§ **What this task involves**
A bare number is the expected answer: the count of lines in the data holding "through".
-- -- --
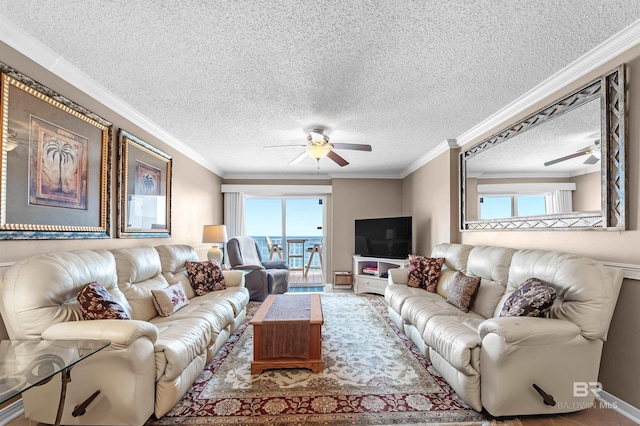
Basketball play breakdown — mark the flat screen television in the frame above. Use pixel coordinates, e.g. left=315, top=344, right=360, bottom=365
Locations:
left=354, top=216, right=412, bottom=259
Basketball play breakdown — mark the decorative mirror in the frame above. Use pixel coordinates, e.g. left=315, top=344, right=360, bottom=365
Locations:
left=460, top=65, right=625, bottom=231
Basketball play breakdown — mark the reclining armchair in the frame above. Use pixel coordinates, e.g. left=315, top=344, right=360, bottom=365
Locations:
left=227, top=236, right=289, bottom=301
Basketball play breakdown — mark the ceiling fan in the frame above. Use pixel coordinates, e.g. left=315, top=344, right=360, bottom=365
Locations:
left=543, top=140, right=600, bottom=167
left=264, top=128, right=372, bottom=167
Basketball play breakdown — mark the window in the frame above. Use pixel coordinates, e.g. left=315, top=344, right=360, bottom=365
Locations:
left=480, top=195, right=547, bottom=219
left=244, top=197, right=325, bottom=269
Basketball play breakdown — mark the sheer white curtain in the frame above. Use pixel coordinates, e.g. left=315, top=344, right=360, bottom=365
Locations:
left=224, top=192, right=245, bottom=238
left=545, top=190, right=573, bottom=214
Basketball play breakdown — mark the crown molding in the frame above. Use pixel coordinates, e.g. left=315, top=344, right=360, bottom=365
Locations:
left=0, top=15, right=224, bottom=177
left=400, top=139, right=453, bottom=178
left=222, top=171, right=404, bottom=180
left=455, top=19, right=640, bottom=150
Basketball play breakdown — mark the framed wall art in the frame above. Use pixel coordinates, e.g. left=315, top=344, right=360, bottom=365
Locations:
left=117, top=130, right=172, bottom=238
left=0, top=62, right=111, bottom=239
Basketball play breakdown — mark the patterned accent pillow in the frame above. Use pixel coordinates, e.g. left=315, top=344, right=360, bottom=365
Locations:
left=446, top=272, right=481, bottom=312
left=151, top=283, right=189, bottom=317
left=407, top=255, right=445, bottom=292
left=77, top=282, right=130, bottom=320
left=500, top=278, right=557, bottom=318
left=185, top=260, right=227, bottom=296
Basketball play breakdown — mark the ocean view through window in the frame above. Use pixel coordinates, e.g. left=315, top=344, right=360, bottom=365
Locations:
left=245, top=197, right=324, bottom=270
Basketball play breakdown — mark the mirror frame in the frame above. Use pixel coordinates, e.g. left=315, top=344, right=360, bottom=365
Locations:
left=460, top=65, right=626, bottom=231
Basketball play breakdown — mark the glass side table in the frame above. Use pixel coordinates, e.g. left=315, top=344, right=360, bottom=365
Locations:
left=0, top=339, right=110, bottom=426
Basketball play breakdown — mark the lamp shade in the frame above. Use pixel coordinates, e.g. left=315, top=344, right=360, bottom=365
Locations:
left=202, top=225, right=228, bottom=243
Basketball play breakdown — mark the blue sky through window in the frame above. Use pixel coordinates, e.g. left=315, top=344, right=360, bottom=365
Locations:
left=480, top=195, right=546, bottom=219
left=245, top=198, right=323, bottom=237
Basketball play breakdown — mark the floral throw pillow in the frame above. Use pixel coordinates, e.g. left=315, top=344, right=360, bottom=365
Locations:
left=77, top=282, right=130, bottom=320
left=185, top=260, right=227, bottom=296
left=446, top=272, right=481, bottom=312
left=151, top=283, right=189, bottom=317
left=500, top=278, right=557, bottom=318
left=407, top=255, right=445, bottom=292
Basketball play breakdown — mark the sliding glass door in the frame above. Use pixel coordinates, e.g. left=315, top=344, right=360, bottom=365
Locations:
left=245, top=197, right=325, bottom=274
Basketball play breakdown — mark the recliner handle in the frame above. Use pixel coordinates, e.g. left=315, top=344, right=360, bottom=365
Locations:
left=532, top=383, right=556, bottom=406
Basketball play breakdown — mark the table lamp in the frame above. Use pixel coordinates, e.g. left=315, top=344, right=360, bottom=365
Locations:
left=202, top=225, right=228, bottom=263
-- -- --
§ **Task result**
2